DOCUMENT EXCERPT:
★ ★ ★ ★

Rafael Nadal has been absent since the Australian Open and Petra Kvitova has played only two matches, in Fed Cup. (Getty Images)
There's no denying that Indian Wells, Calif., is a peaceful resort town. Given the picturesque desert oasis surrounded by the snow-topped mountains, it's impossible not to want to just pull up an Adirondack chair, grab a cold beverage and chill out under the sun until you're baked to a medium-well crisp.
But as the ATP's and WTA's best know, this week's BNP Paribas Open kicks off an unrelenting flurry of major tournaments over the next five months that will have them jumping from the United States and Europe and bouncing from hardcourts to clay to grass. The meaty portion of the year starts now.
With that in mind, here's a look at five players who need to post positive results to set the table for the rest of their year.
Rafael Nadal: The last time we saw Nadal, he was hunched over trying to remain on his feet through the Australian Open trophy ceremony. While Roger Federer was cleaning up in Europe and the Middle East and Novak Djokovic and Andy Murray were working out the rust in Dubai, Nadal was resting and training in Spain. Nadal will need to hit the ground running after his five-week layoff because, with the exception of Queen's Club, he has finals points to defend all the way through Wimbledon this year. Surely he would relish another crack at Djokovic, whose comeback victory against Nadal in last year's Indian Wells final was the first of seven consecutive wins for the Serb in their rivalry.
Petra Kvitova: Much like Nadal, Kvitova has had a long break but for entirely different reasons. After choosing not to defend her title in Paris, the Czech was sidelined by injury (she withdrew from Doha with a sore right Achilles tendon) and illness (a virus kept her out of Dubai). It seems like forever ago that Kvitova was the presumptive future No. 1, but Australian Open champion Victoria Azarenka has seized the top spot with a perfect start to 2012. Kvitova was a mere 115 points out of the No. 1 ranking at the beginning of the year and she's now dropped to No. 3, 1,885 points behind Azarenka.

★ ★ ★ ★

INPUT DATA:
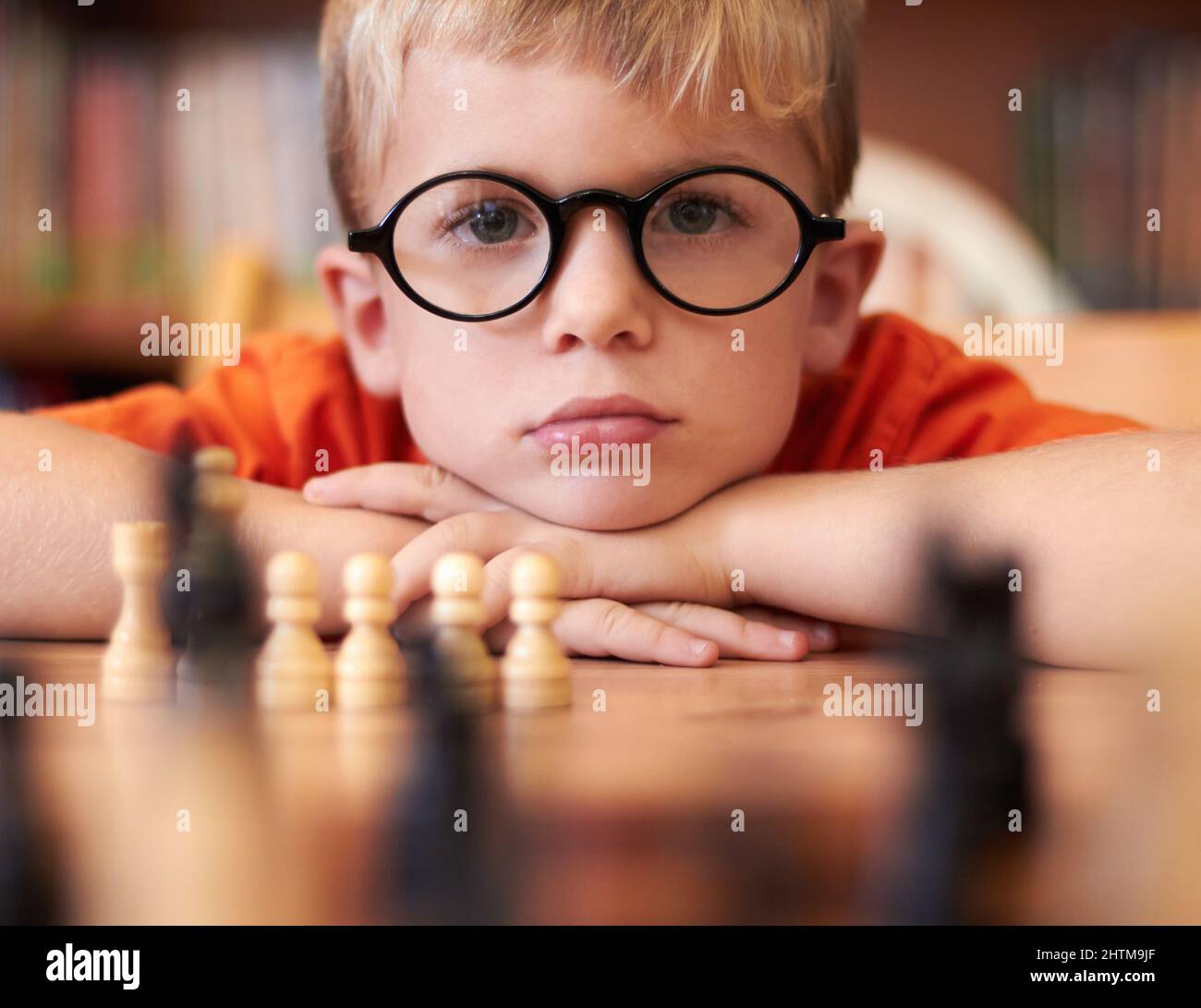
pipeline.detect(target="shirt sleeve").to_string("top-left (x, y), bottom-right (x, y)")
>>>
top-left (32, 334), bottom-right (416, 488)
top-left (895, 337), bottom-right (1146, 464)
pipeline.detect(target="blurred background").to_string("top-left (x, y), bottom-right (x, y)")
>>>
top-left (0, 0), bottom-right (1201, 427)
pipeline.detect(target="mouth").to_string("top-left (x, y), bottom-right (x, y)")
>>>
top-left (525, 395), bottom-right (676, 448)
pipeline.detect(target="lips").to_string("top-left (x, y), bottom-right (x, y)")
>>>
top-left (526, 395), bottom-right (676, 448)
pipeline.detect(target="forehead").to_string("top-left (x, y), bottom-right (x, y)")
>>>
top-left (373, 51), bottom-right (812, 211)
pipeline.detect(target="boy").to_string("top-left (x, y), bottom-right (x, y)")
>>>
top-left (0, 0), bottom-right (1201, 664)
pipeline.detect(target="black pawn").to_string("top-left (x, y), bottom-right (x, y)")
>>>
top-left (388, 641), bottom-right (509, 924)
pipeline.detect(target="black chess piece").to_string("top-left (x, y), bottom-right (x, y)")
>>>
top-left (385, 641), bottom-right (512, 924)
top-left (871, 540), bottom-right (1033, 924)
top-left (167, 442), bottom-right (259, 709)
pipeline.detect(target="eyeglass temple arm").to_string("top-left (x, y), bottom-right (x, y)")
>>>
top-left (809, 213), bottom-right (847, 245)
top-left (346, 225), bottom-right (383, 255)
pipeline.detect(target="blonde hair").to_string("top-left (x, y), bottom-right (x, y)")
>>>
top-left (321, 0), bottom-right (864, 225)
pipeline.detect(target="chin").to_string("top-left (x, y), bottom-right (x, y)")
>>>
top-left (516, 476), bottom-right (704, 532)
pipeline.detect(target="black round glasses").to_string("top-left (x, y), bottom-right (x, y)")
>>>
top-left (348, 164), bottom-right (845, 322)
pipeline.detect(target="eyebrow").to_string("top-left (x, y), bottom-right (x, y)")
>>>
top-left (440, 151), bottom-right (768, 196)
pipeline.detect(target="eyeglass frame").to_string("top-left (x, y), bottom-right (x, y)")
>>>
top-left (347, 164), bottom-right (847, 322)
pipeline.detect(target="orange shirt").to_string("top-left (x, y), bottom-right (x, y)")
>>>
top-left (36, 313), bottom-right (1141, 489)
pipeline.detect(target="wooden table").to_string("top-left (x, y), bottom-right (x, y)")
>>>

★ ★ ★ ★

ACTIVITY LIST:
1. Name every tennis player the tennis article mentions by name.
2. Pick up the tennis article after its final sentence and write its next part.
The data comes from a separate source and is unrelated to the tennis article.

RESPONSES BY TASK:
1. Rafael Nadal, Petra Kvitova, Roger Federer, Novak Djokovic, Andy Murray, Victoria Azarenka

2.
The good news for Kvitova is she has a tremendous opportunity to make up ground at Indian Wells, where she has only five points to defend after losing in the second round last year. The bad news is she's never played well in North America. Her best result in three Indian Wells appearances was a third-round showing in 2009. Kvitova needs a statement win to get her back into the mix.
Caroline Wozniacki: The defending champion has always been stuck in a position of having to prove herself, but with recent losses to Lucie Safarova and Julia Goerges, the Dane arrives in California without having made a final in 2012 and she could be out of the top five by the end of the tournament, depending on how Agnieszka Radwanska and Sam Stosur do. There's no reason she shouldn't make at least the semifinals, but she's been vulnerable to big hitters on good streaks lately.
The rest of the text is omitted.